TO DO | Say how many lines in the following entries include "glass", and add nothing else.

::: DATA EXCERPTS :::

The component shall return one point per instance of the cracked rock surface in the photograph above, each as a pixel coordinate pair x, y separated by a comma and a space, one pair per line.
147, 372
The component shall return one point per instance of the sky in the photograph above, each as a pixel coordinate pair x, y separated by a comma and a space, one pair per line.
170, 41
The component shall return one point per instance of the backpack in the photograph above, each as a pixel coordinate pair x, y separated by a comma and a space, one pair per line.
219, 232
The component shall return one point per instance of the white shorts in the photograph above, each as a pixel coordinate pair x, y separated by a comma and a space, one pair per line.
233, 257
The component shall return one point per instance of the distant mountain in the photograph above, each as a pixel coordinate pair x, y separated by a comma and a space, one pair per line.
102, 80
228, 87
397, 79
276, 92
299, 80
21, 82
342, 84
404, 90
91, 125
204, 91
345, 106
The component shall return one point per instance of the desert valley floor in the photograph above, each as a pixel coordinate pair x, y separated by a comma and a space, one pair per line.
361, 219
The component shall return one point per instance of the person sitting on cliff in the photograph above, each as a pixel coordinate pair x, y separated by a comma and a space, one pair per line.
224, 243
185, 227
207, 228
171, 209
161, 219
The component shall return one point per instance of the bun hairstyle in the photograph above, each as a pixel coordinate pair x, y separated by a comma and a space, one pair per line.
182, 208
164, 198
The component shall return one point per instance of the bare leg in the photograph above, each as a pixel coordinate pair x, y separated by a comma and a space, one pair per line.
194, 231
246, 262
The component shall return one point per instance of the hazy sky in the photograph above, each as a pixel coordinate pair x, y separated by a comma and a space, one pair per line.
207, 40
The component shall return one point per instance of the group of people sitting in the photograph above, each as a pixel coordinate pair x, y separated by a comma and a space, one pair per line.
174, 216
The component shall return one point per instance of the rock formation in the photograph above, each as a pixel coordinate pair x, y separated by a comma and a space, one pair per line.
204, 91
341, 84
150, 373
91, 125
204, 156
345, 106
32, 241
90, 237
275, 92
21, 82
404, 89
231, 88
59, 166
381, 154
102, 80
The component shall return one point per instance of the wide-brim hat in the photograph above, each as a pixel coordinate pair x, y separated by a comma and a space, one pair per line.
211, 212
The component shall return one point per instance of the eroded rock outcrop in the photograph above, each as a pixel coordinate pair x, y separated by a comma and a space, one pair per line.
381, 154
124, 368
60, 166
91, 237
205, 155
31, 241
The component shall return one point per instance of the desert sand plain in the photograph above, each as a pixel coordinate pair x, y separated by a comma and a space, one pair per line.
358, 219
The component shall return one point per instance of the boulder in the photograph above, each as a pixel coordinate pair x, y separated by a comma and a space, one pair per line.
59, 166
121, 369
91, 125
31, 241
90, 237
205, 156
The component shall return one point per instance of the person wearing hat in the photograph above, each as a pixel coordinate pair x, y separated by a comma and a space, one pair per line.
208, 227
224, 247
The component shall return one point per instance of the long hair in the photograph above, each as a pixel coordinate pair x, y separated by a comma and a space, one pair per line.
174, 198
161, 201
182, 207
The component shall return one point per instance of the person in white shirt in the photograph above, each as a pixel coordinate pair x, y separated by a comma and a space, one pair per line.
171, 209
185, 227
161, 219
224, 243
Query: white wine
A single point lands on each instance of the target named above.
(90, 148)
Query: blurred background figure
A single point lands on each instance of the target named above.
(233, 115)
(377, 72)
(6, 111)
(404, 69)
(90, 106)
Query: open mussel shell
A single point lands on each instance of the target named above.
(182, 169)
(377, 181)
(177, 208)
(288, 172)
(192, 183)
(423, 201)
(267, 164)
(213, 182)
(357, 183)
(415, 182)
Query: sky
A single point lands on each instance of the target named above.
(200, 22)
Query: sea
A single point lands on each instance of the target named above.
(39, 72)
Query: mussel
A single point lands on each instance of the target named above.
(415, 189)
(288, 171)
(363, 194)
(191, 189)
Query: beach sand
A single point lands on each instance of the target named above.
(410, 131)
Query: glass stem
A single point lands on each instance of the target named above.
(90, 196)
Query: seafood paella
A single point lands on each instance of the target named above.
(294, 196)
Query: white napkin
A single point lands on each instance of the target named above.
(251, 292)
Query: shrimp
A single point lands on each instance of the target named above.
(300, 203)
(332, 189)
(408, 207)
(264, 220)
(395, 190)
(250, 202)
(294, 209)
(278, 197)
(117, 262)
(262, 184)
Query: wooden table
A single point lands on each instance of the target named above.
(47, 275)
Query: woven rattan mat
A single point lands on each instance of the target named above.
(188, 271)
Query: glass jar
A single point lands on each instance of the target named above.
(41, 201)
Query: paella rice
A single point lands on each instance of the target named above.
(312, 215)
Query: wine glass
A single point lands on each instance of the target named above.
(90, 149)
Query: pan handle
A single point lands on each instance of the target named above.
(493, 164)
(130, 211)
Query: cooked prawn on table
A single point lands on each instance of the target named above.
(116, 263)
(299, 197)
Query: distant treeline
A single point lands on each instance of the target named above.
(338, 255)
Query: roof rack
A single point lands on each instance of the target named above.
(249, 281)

:::

SOLUTION TO THE EXERCISE | 3